Please quote every one of the records below word for word, leaving out the pictures.

(Point-labeling examples)
start
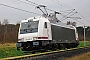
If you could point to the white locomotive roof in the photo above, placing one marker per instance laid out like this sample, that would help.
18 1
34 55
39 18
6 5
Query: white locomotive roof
51 21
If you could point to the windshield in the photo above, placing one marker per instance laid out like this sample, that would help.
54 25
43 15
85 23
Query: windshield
29 27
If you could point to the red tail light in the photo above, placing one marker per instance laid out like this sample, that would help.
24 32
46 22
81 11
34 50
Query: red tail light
42 37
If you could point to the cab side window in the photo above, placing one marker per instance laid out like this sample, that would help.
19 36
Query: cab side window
45 24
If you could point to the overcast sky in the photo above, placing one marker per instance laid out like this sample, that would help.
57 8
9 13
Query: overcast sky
14 15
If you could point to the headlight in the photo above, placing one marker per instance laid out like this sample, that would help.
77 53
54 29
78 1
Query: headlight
34 38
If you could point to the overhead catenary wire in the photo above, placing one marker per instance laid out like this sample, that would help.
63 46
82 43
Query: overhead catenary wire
25 2
19 9
57 1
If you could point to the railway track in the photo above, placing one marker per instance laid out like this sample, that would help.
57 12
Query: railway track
53 55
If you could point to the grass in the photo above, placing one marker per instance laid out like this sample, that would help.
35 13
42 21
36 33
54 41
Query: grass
85 56
9 49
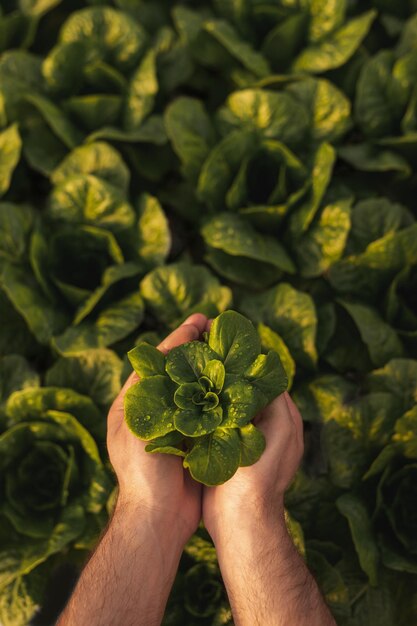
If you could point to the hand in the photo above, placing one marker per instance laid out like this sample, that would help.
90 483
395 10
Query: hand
255 494
156 483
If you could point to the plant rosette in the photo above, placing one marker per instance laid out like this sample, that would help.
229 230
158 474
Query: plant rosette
198 402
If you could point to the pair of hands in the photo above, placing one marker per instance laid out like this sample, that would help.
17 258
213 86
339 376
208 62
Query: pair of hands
159 484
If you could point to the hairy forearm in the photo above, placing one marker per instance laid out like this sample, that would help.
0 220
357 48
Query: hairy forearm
267 581
128 579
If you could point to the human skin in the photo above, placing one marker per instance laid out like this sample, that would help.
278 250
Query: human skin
267 581
128 579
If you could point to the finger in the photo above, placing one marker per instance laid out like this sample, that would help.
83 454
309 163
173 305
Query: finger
183 334
275 421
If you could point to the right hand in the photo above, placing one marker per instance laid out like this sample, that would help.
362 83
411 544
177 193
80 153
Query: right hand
255 494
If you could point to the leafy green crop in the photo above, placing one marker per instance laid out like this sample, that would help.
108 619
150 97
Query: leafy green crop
198 402
159 158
end
WRITTEN REPLY:
If you could point to the white locomotive roof in the photo above, placing one marker per instance laid out like this sample, that would help.
18 1
34 55
39 18
6 5
Query: white locomotive roof
51 21
If you could point to the windshield in the photo above, placing one marker per instance laid out like this sample, that would help.
54 25
43 15
85 23
Query: windshield
29 27
If you could point to the red tail light in the photo above, placing one marker per instance laid out like this sample, that would help.
24 32
46 22
81 11
34 50
Query: red tail light
42 37
If you could point to the cab side window in the photo above, placing one marker per instance laid out like this sample, that would help.
19 36
Query: cab side window
45 24
If you could point to the overcast sky in the photo above, placing one marker per instance laid out like this sample, that would help.
57 8
9 13
Query: overcast sky
14 15
If you could point to the headlight in the photo above, placing one marker per instance laid out like this sample, that would help.
77 53
54 29
78 1
Query: headlight
34 38
If you could point to the overhead catenary wire in the photo above, placing one marker per instance laid out like this sample, that would help.
63 46
82 43
Query: overhead catenary wire
25 2
19 9
57 1
If you could point to the railway track in the photo above, placing one marker per instance laid out like this sample, that would help.
57 12
Query: railway track
53 55
If you could point to the grass in the photo above, placing one marker per instance laid out like this sample, that would help.
35 13
42 21
36 33
54 41
Query: grass
85 56
9 49
If you could point to the hand in the photo above, placing one marker per instance laid out like this sample, that would help.
90 483
395 10
Query: hand
255 494
156 483
If you could point to the plant rosette in the photo above, placing one marker per instance laid out like this sample, that would help.
229 230
158 474
Query: plant rosette
198 402
If you could point to the pair of hands in the photo above, placing one marker per instance laid out like this sample, that would help.
17 258
213 86
339 376
208 62
Query: pair of hands
159 484
If you could point to the hairy forearm in the photo above, placing one marker per instance laid out like this sample, that would help.
0 220
357 48
Query: hairy forearm
267 581
128 579
If you could point to the human skin in the photo above, placing one marker per instance laid out like this sample, that would help.
278 250
Query: human skin
267 581
128 579
If you could point to the finger in the photo above, placing one marker per instance laid out like this sample, that would help.
83 454
309 163
173 305
Query: finger
183 334
275 421
If you could point to the right hand in the photo above, placing one marker per instance laid out like this sample, that would help.
362 83
411 544
177 193
80 153
Query: right hand
255 494
If you could point to the leafy green crop in the photo above, placing one marker per instance laid out like this sample, that would help.
108 619
150 97
Query: leafy green crop
198 402
159 158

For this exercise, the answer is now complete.